======== Records for processing

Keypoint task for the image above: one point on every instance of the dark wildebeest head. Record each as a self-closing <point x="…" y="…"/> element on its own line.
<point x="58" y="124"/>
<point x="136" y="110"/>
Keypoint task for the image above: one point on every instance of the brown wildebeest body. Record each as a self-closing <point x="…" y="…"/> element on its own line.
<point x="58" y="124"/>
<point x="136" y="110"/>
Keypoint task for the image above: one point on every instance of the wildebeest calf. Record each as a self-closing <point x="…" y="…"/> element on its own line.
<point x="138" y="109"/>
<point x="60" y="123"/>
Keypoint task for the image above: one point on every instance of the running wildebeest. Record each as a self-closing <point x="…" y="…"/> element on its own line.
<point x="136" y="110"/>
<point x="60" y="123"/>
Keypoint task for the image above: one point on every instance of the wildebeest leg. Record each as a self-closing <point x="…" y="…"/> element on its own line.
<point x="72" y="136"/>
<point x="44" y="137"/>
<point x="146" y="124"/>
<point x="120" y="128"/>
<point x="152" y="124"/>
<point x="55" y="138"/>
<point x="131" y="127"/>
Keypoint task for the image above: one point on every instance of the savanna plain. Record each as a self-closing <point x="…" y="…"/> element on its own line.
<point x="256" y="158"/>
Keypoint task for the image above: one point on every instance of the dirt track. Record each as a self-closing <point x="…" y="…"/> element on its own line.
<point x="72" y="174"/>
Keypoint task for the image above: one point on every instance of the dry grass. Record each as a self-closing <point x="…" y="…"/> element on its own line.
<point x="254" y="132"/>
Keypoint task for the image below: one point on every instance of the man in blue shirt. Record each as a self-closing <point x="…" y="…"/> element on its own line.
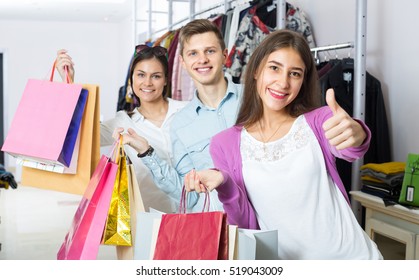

================

#### [Task statement]
The answer must be an exact transcription of the lines from the one holding "of the dirt" to the last line of the entries above, with no pictures and nothing else.

#### [Solution below]
Keypoint task for the image above: one point on every instance of the dirt track. Record each as a self-closing <point x="…" y="…"/> element on its own line.
<point x="72" y="174"/>
Keypoint task for the image above: one point on every instance of the dry grass. Record each as a self-closing <point x="…" y="…"/> element on its own line.
<point x="254" y="132"/>
Keypoint task for the image below: one point on every instance of the man in blue shirt. Record each as a self-closing <point x="…" y="…"/> element on its own line.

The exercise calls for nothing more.